DOCUMENT —
2 Computational details
Most calculations and all geometry optimizations reported in the present work have been carried out using the DFT formalism by means of the 1999 release of the ADF program, based upon the use of Slater basis sets [29–32]. The exchange-correlation functional is the so-called Becke–Perdew/86 (BP86) functional [33–35], which belongs to the family of functionals referring to the generalized gradient approximation (GGA). The atomic basis sets used in the present calculations are referred to in the User’s Guide as TZP for H, C, O and S atoms, and TZ2P for Mo and W. These basis sets are to be used in conjunction with the Zero Order Regular Approximation (ZORA) to the relativistic effects with appropriate description of the inner shells, an option that was adopted throughout the present calculations. The atomic description consists in a core (He core for first-row atoms, Ne core for S, Kr and Xe cores for Mo and W, respectively) described by means of frozen double-ζ Slater functions. The valence shells are triple-ζ and supplemented either with one d-type polarization function (non-metal atoms) or with an extra p-type function and a f-type polarization function (Mo, W). Some calculations were also carried out with EHMO [24–26] in order to obtain qualitative orbital interaction diagrams.

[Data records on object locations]

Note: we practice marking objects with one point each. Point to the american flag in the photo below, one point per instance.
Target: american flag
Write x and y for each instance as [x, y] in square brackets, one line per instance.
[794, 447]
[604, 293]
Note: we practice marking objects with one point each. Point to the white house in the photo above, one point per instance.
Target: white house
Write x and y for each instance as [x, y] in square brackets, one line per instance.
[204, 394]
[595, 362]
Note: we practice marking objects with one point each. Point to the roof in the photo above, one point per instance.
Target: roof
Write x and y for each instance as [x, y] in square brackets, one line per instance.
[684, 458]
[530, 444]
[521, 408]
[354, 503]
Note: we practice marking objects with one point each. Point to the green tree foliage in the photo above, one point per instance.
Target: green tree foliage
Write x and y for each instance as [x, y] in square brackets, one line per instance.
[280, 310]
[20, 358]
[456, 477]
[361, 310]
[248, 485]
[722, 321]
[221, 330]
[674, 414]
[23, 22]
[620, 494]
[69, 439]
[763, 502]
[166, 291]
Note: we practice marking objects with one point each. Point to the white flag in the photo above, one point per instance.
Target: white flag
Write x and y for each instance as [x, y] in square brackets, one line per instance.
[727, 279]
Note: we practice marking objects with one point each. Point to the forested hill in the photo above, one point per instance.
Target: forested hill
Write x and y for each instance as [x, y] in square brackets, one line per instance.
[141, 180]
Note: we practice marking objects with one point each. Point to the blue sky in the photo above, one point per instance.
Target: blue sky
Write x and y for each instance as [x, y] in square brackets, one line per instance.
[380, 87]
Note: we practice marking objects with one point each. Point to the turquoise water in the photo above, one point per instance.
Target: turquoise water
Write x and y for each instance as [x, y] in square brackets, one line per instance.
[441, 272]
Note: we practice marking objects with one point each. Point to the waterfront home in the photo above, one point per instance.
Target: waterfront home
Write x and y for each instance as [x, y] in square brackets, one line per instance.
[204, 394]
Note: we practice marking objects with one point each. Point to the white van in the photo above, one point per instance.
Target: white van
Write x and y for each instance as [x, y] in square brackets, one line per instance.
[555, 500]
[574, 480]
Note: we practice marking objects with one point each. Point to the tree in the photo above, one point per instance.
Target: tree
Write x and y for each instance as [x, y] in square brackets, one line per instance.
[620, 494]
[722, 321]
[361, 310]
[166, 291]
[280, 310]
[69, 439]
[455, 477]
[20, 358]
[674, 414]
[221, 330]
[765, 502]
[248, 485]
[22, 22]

TASK TO COMPLETE —
Please write out the full computational details section above, word for word.

RIGHT ANSWER —
2 Computational details
Most calculations and all geometry optimizations reported in the present work have been carried out using the DFT formalism by means of the 1999 release of the ADF program, based upon the use of Slater basis sets [29–32]. The exchange-correlation functional is the so-called Becke–Perdew/86 (BP86) functional [33–35], which belongs to the family of functionals referring to the generalized gradient approximation (GGA). The atomic basis sets used in the present calculations are referred to in the User’s Guide as TZP for H, C, O and S atoms, and TZ2P for Mo and W. These basis sets are to be used in conjunction with the Zero Order Regular Approximation (ZORA) to the relativistic effects with appropriate description of the inner shells, an option that was adopted throughout the present calculations. The atomic description consists in a core (He core for first-row atoms, Ne core for S, Kr and Xe cores for Mo and W, respectively) described by means of frozen double-ζ Slater functions. The valence shells are triple-ζ and supplemented either with one d-type polarization function (non-metal atoms) or with an extra p-type function and a f-type polarization function (Mo, W). Some calculations were also carried out with EHMO [24–26] in order to obtain qualitative orbital interaction diagrams.